■ ESTRATTO DEL DOCUMENTO:
---------------
Se alcuni indicatori si spingono
a parlare di ripresa è scontato che dobbiamo ringraziare, tra gli altri
fattori, anche il prezzo del petrolio in picchiata. Meno scontato è constatare che
questo evento è una delle armi più importanti imbracciate dall’amministrazione
Obama per sfiancare il nemico russo nel corso di una guerra che almeno dalla
fine della Guerra Fredda vede gli Stati Uniti adoperare ogni mezzo per ridimensionare
non solo le aspirazioni ma l’identità stessa di una Federazione russa il cui
rango di Derzhava (traducibile come «Potenza imperiale») è funzionale persino
alla sua sopravvivenza come nazione (sull’imprescindibilità della Russia come
impero si veda G. A. Hosking, «Russia: People and Empire. 1552-1917», Harvard University Press, Cambridge 1997). La posta in gioco è il controllo del «cuore della terra»,
identificato da Halford John Mackinder nel 1904 come il «Grande Spazio»
geograficamente corrispondente all’allora Russia zarista e alle sue province
asiatiche (da H. J. Mackinder, «The Geographical Pivot of History», in «The Geographical Journal», vol.23, n.4, 1904, pagg.421-437); un’«area cardine» la cui ricchezza di risorse naturali e la privilegiata posizione
strategica di potenza inattaccabile dalle dirimpettaie «Potenze marittime»
consegnava al suo possidente nientemeno che il «dominio del mondo» (si veda H. J. Mackinder, «Democratic Ideals and Reality. A Study in the Politics of Reconstruction», National Defense University Press, Washington 1942, da pag.83 in poi). Un concetto ribadito dall’«eurasista yankee» Zbigniew Brzezinski secondo cui
«il modo con il quale l’America
intenderà gestire la questione eurasiatica sarà fondamentale. Una Potenza che
riuscisse a essere dominante in Eurasia controllerebbe due delle tre regioni
più avanzate ed economicamente produttive del mondo. Un semplice sguardo alla
carta geografica del globo suggerisce che il controllo dell’Eurasia
comporterebbe quasi automaticamente la subordinazione dell’Africa alla Potenza
dominante, e ciò renderebbe l’emisfero occidentale e l’Oceania geopoliticamente
periferici rispetto al continente centrale del mondo» (da Z. Brzezinski, «The Grand Chessboard», pag.31).
---------------
■ RIGHE:
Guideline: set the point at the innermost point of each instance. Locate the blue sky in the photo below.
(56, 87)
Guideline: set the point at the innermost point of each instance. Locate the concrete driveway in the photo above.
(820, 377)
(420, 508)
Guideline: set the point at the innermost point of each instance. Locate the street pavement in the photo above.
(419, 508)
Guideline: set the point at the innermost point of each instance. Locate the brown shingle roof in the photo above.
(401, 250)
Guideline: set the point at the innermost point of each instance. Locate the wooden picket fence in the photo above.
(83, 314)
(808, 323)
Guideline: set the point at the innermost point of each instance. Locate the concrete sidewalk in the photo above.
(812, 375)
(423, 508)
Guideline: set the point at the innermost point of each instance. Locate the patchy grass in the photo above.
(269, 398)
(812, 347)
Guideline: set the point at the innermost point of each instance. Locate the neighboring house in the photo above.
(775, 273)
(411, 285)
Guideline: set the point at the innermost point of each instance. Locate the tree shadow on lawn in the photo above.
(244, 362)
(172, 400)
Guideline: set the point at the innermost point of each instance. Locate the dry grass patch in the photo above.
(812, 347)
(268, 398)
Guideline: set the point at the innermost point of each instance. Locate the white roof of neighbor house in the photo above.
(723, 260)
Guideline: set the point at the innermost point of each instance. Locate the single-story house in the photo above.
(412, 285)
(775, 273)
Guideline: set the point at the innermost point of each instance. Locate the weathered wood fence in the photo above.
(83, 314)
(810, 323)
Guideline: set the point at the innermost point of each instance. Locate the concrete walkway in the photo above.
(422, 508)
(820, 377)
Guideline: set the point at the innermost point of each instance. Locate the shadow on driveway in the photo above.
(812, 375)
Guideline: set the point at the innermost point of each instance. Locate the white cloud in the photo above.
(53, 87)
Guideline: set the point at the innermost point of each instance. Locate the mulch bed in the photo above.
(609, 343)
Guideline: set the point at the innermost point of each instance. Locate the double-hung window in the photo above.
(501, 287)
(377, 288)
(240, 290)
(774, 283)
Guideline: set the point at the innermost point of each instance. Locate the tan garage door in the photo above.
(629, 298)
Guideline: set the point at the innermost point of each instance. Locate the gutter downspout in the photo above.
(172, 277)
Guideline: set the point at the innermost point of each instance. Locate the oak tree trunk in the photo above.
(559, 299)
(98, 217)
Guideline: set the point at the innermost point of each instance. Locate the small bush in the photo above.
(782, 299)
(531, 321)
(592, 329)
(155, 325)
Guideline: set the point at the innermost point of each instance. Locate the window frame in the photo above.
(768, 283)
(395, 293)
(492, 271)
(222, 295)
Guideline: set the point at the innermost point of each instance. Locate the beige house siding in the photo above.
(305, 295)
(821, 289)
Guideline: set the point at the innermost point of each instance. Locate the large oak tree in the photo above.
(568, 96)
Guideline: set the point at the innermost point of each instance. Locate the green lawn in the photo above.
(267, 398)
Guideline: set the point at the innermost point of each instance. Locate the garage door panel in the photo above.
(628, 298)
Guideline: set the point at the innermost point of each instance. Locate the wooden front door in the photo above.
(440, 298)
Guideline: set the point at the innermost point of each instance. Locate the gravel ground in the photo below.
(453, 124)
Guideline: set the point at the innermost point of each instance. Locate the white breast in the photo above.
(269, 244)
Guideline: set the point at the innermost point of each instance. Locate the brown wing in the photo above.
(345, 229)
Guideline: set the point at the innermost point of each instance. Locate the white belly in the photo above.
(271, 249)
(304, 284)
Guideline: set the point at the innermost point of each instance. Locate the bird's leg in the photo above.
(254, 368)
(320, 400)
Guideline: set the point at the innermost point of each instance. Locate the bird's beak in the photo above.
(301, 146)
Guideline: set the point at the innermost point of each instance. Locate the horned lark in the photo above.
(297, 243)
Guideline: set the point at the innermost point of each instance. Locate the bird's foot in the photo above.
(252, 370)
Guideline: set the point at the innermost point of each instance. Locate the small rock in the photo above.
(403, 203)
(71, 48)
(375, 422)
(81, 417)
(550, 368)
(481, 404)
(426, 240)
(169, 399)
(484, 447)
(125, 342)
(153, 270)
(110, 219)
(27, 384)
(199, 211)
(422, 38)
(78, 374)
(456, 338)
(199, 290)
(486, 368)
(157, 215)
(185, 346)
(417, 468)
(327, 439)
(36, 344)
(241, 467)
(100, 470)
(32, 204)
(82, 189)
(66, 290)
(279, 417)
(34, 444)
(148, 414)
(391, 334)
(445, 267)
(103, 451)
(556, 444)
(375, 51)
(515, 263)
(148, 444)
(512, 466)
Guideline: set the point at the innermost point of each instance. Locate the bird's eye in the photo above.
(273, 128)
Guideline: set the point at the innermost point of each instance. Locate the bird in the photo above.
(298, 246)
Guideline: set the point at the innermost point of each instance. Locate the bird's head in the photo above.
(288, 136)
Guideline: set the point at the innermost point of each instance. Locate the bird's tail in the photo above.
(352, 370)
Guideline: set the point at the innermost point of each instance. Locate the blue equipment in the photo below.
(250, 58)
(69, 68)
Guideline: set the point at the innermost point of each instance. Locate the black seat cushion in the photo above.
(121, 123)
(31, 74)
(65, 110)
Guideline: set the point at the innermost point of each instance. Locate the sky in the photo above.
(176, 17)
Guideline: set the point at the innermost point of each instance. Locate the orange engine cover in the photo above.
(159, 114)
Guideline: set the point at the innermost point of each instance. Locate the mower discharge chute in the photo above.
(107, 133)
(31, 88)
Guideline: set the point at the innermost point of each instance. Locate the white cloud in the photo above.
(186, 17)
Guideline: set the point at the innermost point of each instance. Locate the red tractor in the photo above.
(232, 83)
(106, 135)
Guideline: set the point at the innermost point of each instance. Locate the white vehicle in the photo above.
---------------
■ COMPITO RICHIESTO: Scrivi il seguito del brano sul petrolio e sullo scontro tra Stati Uniti e Russia per il controllo dell'Eurasia, cominciando subito dopo la citazione di Brzezinski con cui si chiude.

■ IL RISULTATO:
1. Motivi e modalità dell’attacco
alla Russia
Non è un caso, quindi, se la
bramosia statunitense si è concentrata sulla Federazione russa lasciando quasi
sbigottiti al pensiero che solo venticinque anni fa i soldati russi
presidiavano la porta di
Brandeburgo a Berlino mentre oggi si ritrovano a
difendere l’influenza su una città a pochi chilometri dal confine federale come
Donec’k.
Vladimir Putin e Barack Obama |
Ma quella di Obama non è una
presidenza caratterizzata dall’interventismo militare: per il momento, le
ambizioni imperiali risultano già appagate in un contesto globale di equilibrio
multipolare fondato sul fatto che questo equilibrio rimanga costante e nessuna
potenza si trovi nella condizione di accreditarsi un dominio superiore alle
altre. La Russia, agli occhi di Obama, si è ritrovata invece nella condizione
di violare questo equilibrio acquisendo una leadership globale nel risolvere l’intrico
delle armi chimiche siriane (è un caso che una seppur fragile tregua in Ucraina
sia stata possibile solo quando l’espansione dello Stato Islamico si è rivelata
più preoccupante del previsto?), nel concedere l’asilo a Edward Snowden e,
soprattutto, nella volontà fino a qualche anno fa facilmente ottenibile di
stringere saldi legami con la Germania in vista di una provvidenziale fruizione
della tecnologia teutonica.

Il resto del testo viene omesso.